Source passage –
>>
# Perception experiment data preparation

* The data collected in psychological experiments using experimental software are complex
* The data are collected in OpenSesame software that is based on Python, but it is implemented in javaSrcipt so it could be runned online
* Collected data consisted of 4 files (for 4 different versions/groups of experiment)
* Each output file consisted of **210 different variables** (the most of them are automatically generated in the program) and **1230 observations each**. 
* A few variables of interest are: keyboard responses and reaction time (as well time passed since the beginning of the experiment) on 4 different scales (these will be described later in the file)

* design of the experiment:
    * there are 4 different groups in experiment, each seeing different experimental file 
    * each file consisted of 4 experimental blocks
    * since race and sex are experimental factors, 4 blocks are formed as combination of those factors, with 20 different pictures presented in each block (80 in sum):
        * 10 male and 10 female pictures of white faces
        * 10 male and 10 female pictures of black faces 
        * 5 male and 5 female pictures of (1) white and (2) black faces
        * 5 male and 5 female pictures of (1) black and (2) white faces
    * the initial goal of performed experiment was to examine if experimental design could influence aesthetic estimation of the of the face, or if framing effect can occur in experimental designs and influence the observed results.
<<
Information shown –
>>
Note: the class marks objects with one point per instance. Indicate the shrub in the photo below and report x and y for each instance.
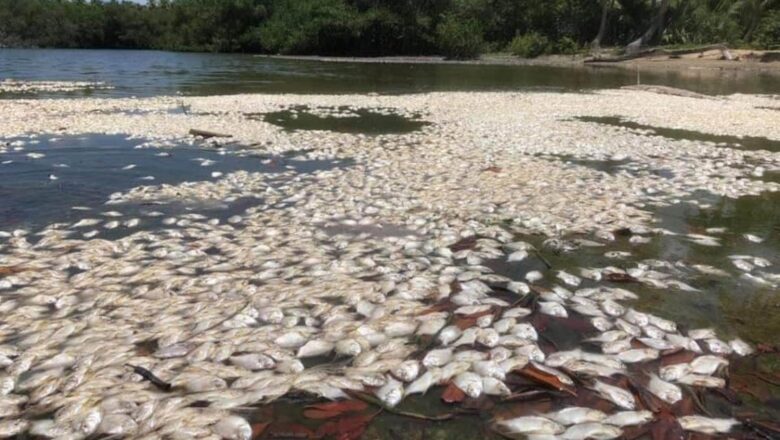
(459, 39)
(567, 46)
(529, 45)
<<
Please retype the passage from the perception experiment notes starting at "# Perception experiment" and ending at "in the file)".

# Perception experiment data preparation

* The data collected in psychological experiments using experimental software are complex
* The data are collected in OpenSesame software that is based on Python, but it is implemented in javaSrcipt so it could be runned online
* Collected data consisted of 4 files (for 4 different versions/groups of experiment)
* Each output file consisted of **210 different variables** (the most of them are automatically generated in the program) and **1230 observations each**. 
* A few variables of interest are: keyboard responses and reaction time (as well time passed since the beginning of the experiment) on 4 different scales (these will be described later in the file)